--- START ---

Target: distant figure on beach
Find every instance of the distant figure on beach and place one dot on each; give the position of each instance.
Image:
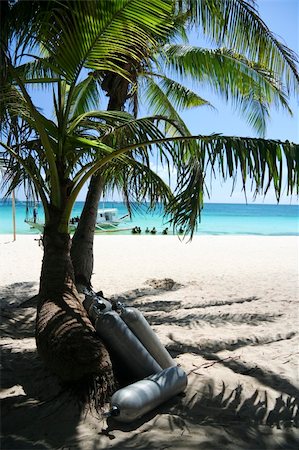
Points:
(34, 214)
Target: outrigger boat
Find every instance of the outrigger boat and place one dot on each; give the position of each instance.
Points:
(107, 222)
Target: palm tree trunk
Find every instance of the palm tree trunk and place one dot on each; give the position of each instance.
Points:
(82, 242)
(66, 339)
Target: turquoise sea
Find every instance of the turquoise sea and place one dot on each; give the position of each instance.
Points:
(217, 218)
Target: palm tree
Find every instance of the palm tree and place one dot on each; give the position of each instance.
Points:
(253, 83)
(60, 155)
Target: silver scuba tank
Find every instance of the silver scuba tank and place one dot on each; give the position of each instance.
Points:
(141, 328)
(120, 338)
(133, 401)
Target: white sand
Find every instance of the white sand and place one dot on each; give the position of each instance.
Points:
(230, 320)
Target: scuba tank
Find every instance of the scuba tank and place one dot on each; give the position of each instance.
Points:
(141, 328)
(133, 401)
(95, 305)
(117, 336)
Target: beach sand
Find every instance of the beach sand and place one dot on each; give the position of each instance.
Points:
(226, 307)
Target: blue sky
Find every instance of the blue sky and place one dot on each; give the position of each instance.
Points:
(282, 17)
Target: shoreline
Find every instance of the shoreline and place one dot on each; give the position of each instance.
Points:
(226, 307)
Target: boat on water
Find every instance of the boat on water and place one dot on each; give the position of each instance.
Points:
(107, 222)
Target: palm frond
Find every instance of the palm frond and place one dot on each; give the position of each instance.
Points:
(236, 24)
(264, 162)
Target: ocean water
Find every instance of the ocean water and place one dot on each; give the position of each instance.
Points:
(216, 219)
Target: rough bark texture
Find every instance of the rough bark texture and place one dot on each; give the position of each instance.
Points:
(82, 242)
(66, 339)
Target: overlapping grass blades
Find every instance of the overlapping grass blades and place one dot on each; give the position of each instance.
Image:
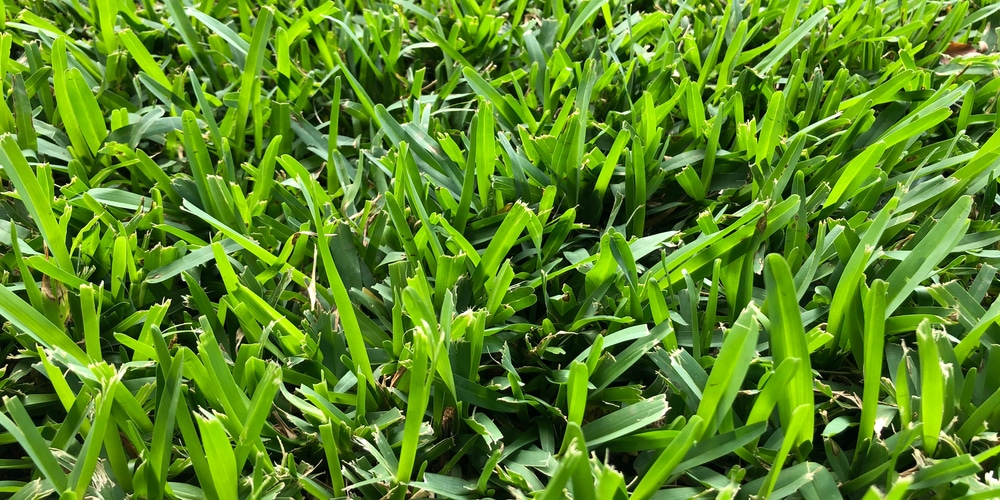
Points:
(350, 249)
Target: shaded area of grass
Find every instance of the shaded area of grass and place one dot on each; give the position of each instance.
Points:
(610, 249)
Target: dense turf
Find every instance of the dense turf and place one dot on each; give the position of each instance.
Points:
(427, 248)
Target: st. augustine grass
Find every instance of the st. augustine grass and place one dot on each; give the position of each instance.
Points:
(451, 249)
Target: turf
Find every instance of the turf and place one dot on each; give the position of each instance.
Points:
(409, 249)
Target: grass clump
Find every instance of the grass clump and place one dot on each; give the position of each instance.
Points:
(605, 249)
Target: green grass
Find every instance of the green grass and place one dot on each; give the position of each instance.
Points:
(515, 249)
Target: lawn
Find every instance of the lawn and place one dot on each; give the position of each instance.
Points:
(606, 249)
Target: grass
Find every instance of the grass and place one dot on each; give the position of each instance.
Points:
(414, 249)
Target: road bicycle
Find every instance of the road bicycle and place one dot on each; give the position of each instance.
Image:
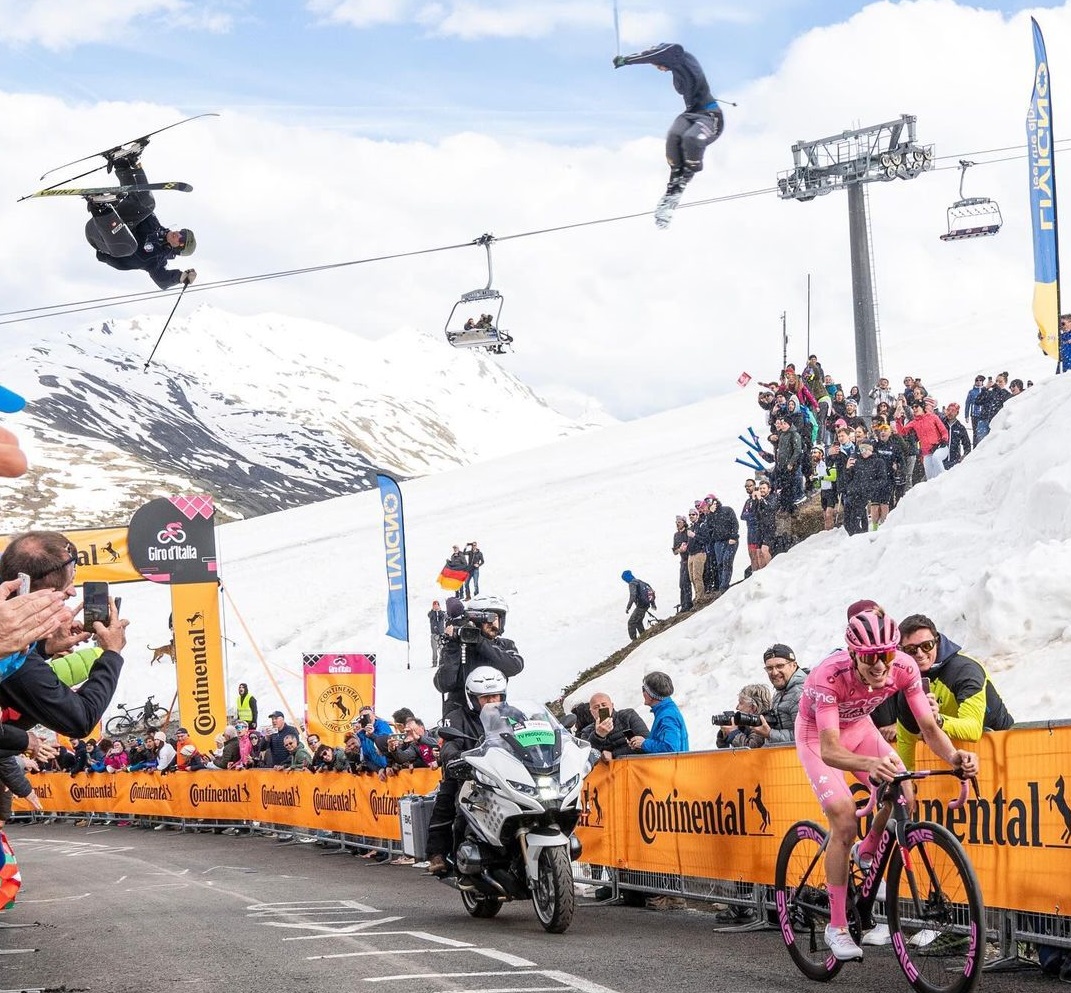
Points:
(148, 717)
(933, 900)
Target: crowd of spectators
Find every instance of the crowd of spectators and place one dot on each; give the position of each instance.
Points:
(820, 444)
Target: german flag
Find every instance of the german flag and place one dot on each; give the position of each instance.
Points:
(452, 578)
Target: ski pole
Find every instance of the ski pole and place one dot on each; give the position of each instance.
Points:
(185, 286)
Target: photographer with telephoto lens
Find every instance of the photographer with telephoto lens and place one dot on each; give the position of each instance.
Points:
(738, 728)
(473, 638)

--- END ---

Exercise
Your answer must be an exact copy of every entry, with no pictures in it.

Written response
Target: distant figure on beach
Find every instance of the distant figure on beach and place one dot on each; give the position of each instance.
Image:
Points:
(34, 214)
Target: outrigger boat
Find every instance of the outrigger boat and place one dot on each; give the position of each instance.
Points:
(107, 222)
Target: palm tree trunk
Find every instance of the palm tree trunk and place one dot on each; give the position of each instance.
Points:
(82, 242)
(66, 339)
Target: turquoise sea
Find every instance of the turquoise sea and place one dot on each; give the position of each instance.
Points:
(217, 218)
Target: palm tree
Find every instance of the palm tree and place one dot on each; give the position of each instance.
Points:
(253, 83)
(60, 155)
Target: silver scuba tank
Find every instance of the silver scuba tank and place one dot on each; give the position of each instance.
Points:
(141, 328)
(120, 338)
(133, 401)
Target: white sand
Find every instance of the white sand and place one dot on each; give the position of each instance.
Points:
(230, 320)
Target: scuba tank
Find every instance of the scuba tank and place one dot on each; give the position of each instance.
Points:
(141, 328)
(133, 401)
(95, 305)
(117, 336)
Target: beach sand
Find every instance of the beach sand and place one dot on each; give the position of each instance.
Points:
(226, 307)
Target: blue sky
Find every instance of the blue sky and place one dot on each; give the position of each instance.
Points:
(282, 17)
Target: shoreline
Find every instance of the shoreline and place one dot on each; give the position of each instance.
Points:
(226, 307)
Target: boat on water
Find every instance of the boat on water and place one dot on each; give the position of each instance.
Points:
(107, 222)
Target: palm frond
Find every instance of the palm frond and place one dot on each; give the position of each instance.
Points:
(236, 24)
(264, 162)
Target: ocean water
Find every instance of the ocean water and place one dot on each; give the position of each instance.
Points:
(216, 219)
Target: rough bark texture
Find every instance of the rough bark texture and place one dot on each; give the position of each instance.
Points:
(82, 242)
(66, 339)
Target: overlapping grass blades
Find every instance of the overlapping grass blades and place one dot on each; give the position of each instance.
Image:
Points:
(350, 249)
Target: shaded area of grass
Find every instance of the shaded area of grass and place one dot on each; give the position of each instance.
Points:
(610, 249)
Target: dense turf
Find every instance of the dense turf and place one dot on each; give the position of each instance.
Points:
(427, 248)
Target: st. augustine grass
Find every instance of the st. augustine grass and place one dot on each; give the position of each instance.
Points:
(451, 249)
Target: turf
Find every instance of the turf and place one dot on each; give the position of each instance.
Points:
(409, 249)
Target: grass clump
Find every instance of the grass clump and place one dot on each; give the position of each instance.
Points:
(605, 249)
Target: green grass
Find every instance of the green grass and place one dot on each; give the position of each instance.
Points:
(515, 249)
Target: lawn
Find every instance of the lawn and place one dot on each; give the position of each instance.
Points:
(606, 249)
Target: grass
Find every instance of the grass and place one dot on each; give the position of each instance.
Points:
(414, 249)
Target: road bicycle
Find every instance of the road bicycle and place one dot on each; give the position of each instance.
Image:
Points:
(148, 717)
(933, 900)
Target: crowd of spectators
Find every instance of the crowd of spectators and place one dot on each; give the position of each instance.
Points:
(820, 444)
Target: german flag
Find every instance of the german flag and place one dot on each; give the position of each instance.
Points:
(452, 578)
Target: ski pole
Find every instance of the ski pole and place one dot on each; give the position of each instance.
Points:
(185, 286)
Target: photographer with telephoto lens
Find every instance of the photographer with telephoto lens and place one dot on each; give the position of each instance.
Points:
(738, 728)
(473, 638)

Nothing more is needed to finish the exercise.